Your goal — Omitting all images, give the entries that follow again exactly as they read.

---- Records provided

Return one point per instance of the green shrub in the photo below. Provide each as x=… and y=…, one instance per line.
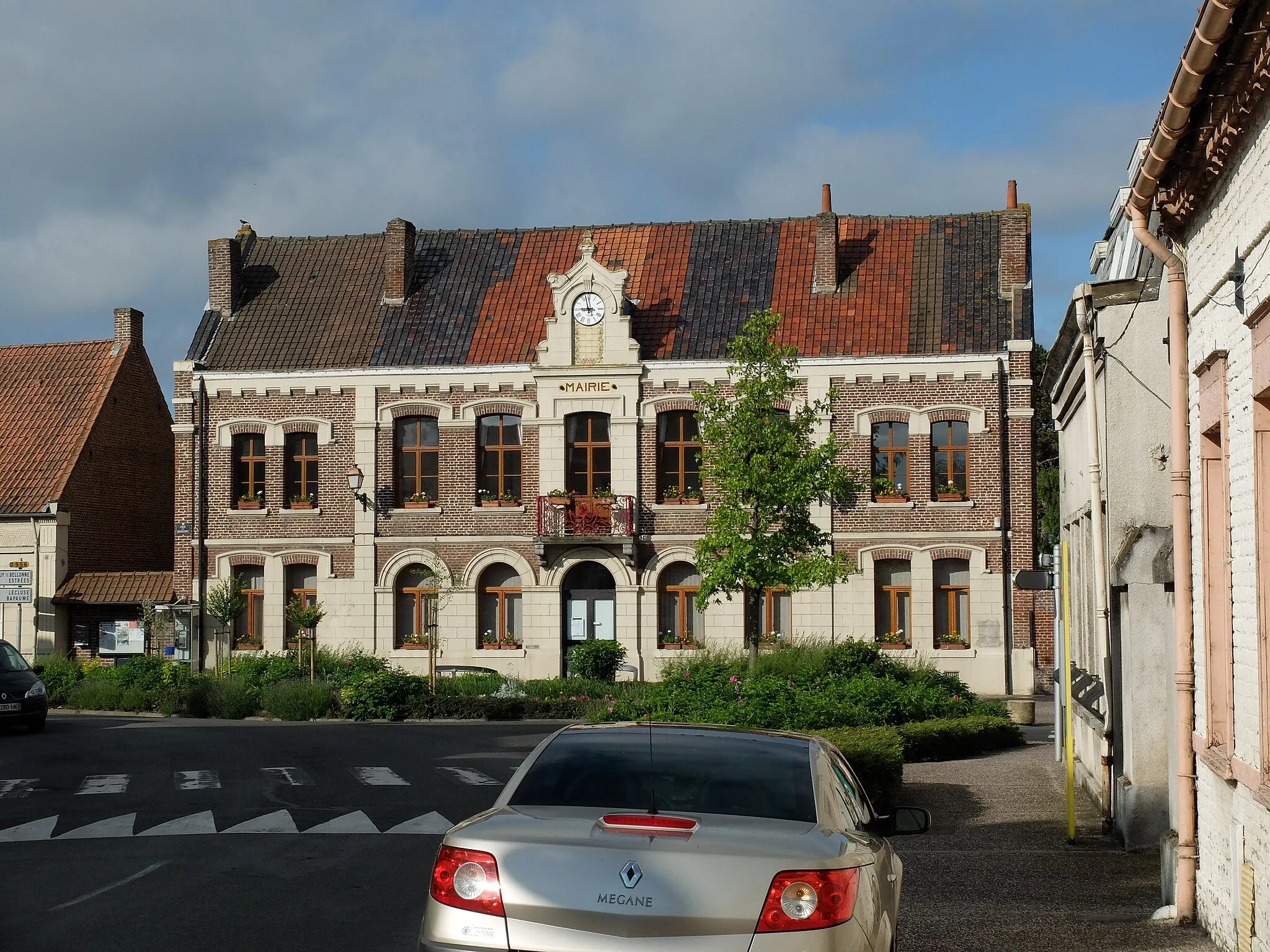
x=877, y=754
x=95, y=695
x=298, y=700
x=949, y=739
x=60, y=676
x=390, y=695
x=596, y=659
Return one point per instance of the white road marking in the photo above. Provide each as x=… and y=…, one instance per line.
x=277, y=822
x=429, y=823
x=379, y=777
x=14, y=790
x=287, y=776
x=103, y=783
x=468, y=775
x=113, y=827
x=197, y=780
x=190, y=826
x=349, y=823
x=23, y=832
x=107, y=889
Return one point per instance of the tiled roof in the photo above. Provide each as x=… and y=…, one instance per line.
x=116, y=588
x=925, y=284
x=50, y=397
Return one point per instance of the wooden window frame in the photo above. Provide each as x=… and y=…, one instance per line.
x=298, y=462
x=407, y=485
x=591, y=446
x=683, y=478
x=948, y=454
x=251, y=471
x=890, y=451
x=500, y=452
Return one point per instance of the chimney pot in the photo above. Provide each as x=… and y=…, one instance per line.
x=127, y=325
x=398, y=262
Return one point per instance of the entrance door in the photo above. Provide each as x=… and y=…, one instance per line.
x=590, y=606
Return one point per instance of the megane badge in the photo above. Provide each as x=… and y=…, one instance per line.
x=630, y=875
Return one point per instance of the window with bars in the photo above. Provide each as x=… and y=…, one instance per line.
x=249, y=626
x=248, y=467
x=415, y=625
x=498, y=457
x=588, y=454
x=680, y=621
x=500, y=616
x=890, y=459
x=301, y=450
x=893, y=594
x=950, y=455
x=418, y=459
x=951, y=602
x=678, y=444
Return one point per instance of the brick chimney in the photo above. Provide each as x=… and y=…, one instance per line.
x=224, y=275
x=825, y=280
x=398, y=262
x=127, y=327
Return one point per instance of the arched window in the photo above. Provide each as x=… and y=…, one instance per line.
x=249, y=626
x=415, y=607
x=950, y=452
x=890, y=460
x=301, y=582
x=680, y=621
x=588, y=454
x=301, y=469
x=893, y=580
x=951, y=602
x=500, y=620
x=678, y=451
x=498, y=457
x=249, y=470
x=418, y=459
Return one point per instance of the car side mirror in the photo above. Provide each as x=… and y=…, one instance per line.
x=904, y=822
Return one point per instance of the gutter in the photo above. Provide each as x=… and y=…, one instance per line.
x=1210, y=30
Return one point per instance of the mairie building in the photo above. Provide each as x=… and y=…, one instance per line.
x=486, y=441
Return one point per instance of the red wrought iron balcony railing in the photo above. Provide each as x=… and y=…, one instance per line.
x=593, y=517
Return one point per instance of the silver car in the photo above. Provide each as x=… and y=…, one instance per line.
x=657, y=838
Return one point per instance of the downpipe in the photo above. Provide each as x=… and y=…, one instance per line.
x=1082, y=298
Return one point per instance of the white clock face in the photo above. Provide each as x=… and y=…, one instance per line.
x=588, y=309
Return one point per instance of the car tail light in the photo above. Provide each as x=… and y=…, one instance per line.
x=809, y=899
x=649, y=824
x=466, y=879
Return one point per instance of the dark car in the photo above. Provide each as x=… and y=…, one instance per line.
x=23, y=699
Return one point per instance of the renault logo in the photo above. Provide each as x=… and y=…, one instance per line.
x=630, y=875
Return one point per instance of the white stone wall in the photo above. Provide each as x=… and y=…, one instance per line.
x=1227, y=811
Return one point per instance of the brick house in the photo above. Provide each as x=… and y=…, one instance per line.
x=86, y=475
x=465, y=375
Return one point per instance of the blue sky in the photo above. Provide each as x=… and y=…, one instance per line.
x=138, y=130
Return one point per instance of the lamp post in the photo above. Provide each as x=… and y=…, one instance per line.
x=355, y=484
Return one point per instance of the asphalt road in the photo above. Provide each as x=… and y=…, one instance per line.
x=84, y=809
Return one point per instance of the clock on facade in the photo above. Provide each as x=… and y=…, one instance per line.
x=588, y=309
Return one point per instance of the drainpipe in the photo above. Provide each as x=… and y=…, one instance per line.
x=1085, y=322
x=1179, y=402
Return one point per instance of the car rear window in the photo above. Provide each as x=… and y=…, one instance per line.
x=696, y=772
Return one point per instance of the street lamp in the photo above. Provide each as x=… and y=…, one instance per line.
x=355, y=484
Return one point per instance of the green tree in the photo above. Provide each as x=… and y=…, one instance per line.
x=763, y=470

--------

Your response —
Return one point per instance of the green shrub in the photo below. Provide each as x=… and y=…, one instance per line.
x=877, y=754
x=95, y=695
x=298, y=700
x=949, y=739
x=60, y=676
x=390, y=695
x=596, y=659
Return one point per instance of the white road marking in the photo above. Provide each as x=… and y=…, one instance per line.
x=277, y=822
x=429, y=823
x=379, y=777
x=14, y=790
x=287, y=776
x=103, y=783
x=468, y=775
x=113, y=827
x=197, y=780
x=190, y=826
x=349, y=823
x=23, y=832
x=107, y=889
Return one point per instance of the tiled roof in the photo above. Provide each as x=… and y=…, one instance per line.
x=116, y=588
x=925, y=284
x=50, y=397
Return one point per instance of the wooden window frame in the photo above. Provide each as x=… and y=…, one instance per line.
x=298, y=462
x=407, y=485
x=591, y=446
x=683, y=478
x=948, y=454
x=251, y=471
x=890, y=451
x=500, y=452
Return one point per instance of the chimney pot in the photo above. Provide each as x=… and y=…, one instance per line.
x=127, y=325
x=398, y=262
Return one point per instance of the entrance door in the photo above. Provide each as x=… and y=…, one instance per line.
x=590, y=606
Return one point per instance of the megane badge in the photo above. Provide each as x=… and y=…, one instance per line.
x=630, y=875
Return one point per instance of the window with bars in the photo above. Provide each as x=… and y=…, one instance per line.
x=249, y=626
x=248, y=467
x=415, y=625
x=498, y=457
x=588, y=454
x=680, y=621
x=500, y=616
x=890, y=459
x=301, y=450
x=893, y=594
x=950, y=455
x=418, y=459
x=951, y=602
x=678, y=444
Return one point per instance of the brick chimney in the photo above. Provide each as x=… and y=…, one instance per line.
x=224, y=275
x=825, y=280
x=398, y=262
x=127, y=327
Return one point per instance of the arched window in the photo above. Provide each as x=… and y=…, one instance per line.
x=249, y=626
x=415, y=607
x=950, y=452
x=890, y=460
x=301, y=582
x=680, y=621
x=588, y=454
x=301, y=469
x=893, y=580
x=951, y=602
x=500, y=620
x=678, y=451
x=498, y=457
x=249, y=470
x=418, y=459
Return one point per instance of the car side mirror in the photo above. Provide each as x=… and y=…, one instance per line.
x=904, y=822
Return one point per instance of the gutter in the photo above. Provide each as x=… and y=…, one instance per line.
x=1210, y=30
Return one point per instance of the mairie building in the photo above. Provide each as x=… and y=…, one instance per line.
x=486, y=441
Return one point per instance of the red wrought iron balcony railing in the photo above. Provide each as x=… and y=…, one instance per line.
x=593, y=517
Return one point per instance of the silver car in the photo above. Provide each as x=… and y=…, one instance per line.
x=657, y=838
Return one point per instance of the downpipe in the photo above. Provide each as x=… and y=…, one instance per line.
x=1082, y=298
Return one point per instance of the white clock face in the photo above. Provide each as x=… and y=…, one instance per line.
x=588, y=309
Return one point per instance of the car tail light in the photo above. Provide each as x=… and y=…, one instance per line.
x=809, y=899
x=649, y=824
x=466, y=879
Return one point per instance of the dark car in the photo above. Provide each as x=… and y=…, one instance per line.
x=23, y=699
Return one point per instance of the renault logo in the photo above. Provide each as x=… and y=…, one instance per line.
x=630, y=875
Return one point per instance of the white stone wall in the photo above. Provide each as x=… and y=…, one instance per line.
x=1227, y=811
Return one point per instance of the brick house in the photo above. Provide each as x=… and y=…, one instance per line.
x=86, y=475
x=465, y=375
Return one point per instance of the blue sky in the photo above. Provide each as x=… and y=…, one instance per line.
x=138, y=130
Return one point per instance of the lamp post in the photo above. Provide each as x=… and y=…, one instance per line.
x=355, y=484
Return one point per instance of the asphalt road in the photo above. Provide each as x=… and y=…, one instance per line.
x=84, y=809
Return one point per instance of the clock on facade in the photo above. Provide each as x=… and y=…, one instance per line.
x=588, y=309
Return one point per instance of the drainpipe in the photo above. Provide each as x=… and y=…, one instance per line.
x=1085, y=322
x=1179, y=402
Return one point per instance of the car rear window in the photo above. Provide each as x=… and y=…, one instance per line.
x=696, y=772
Return one point per instance of the street lamp in the photo above. Provide each as x=… and y=…, one instance per line.
x=355, y=484
Return one point per instance of the green tree in the photo above. Provide each as x=… and y=…, one instance per line.
x=763, y=470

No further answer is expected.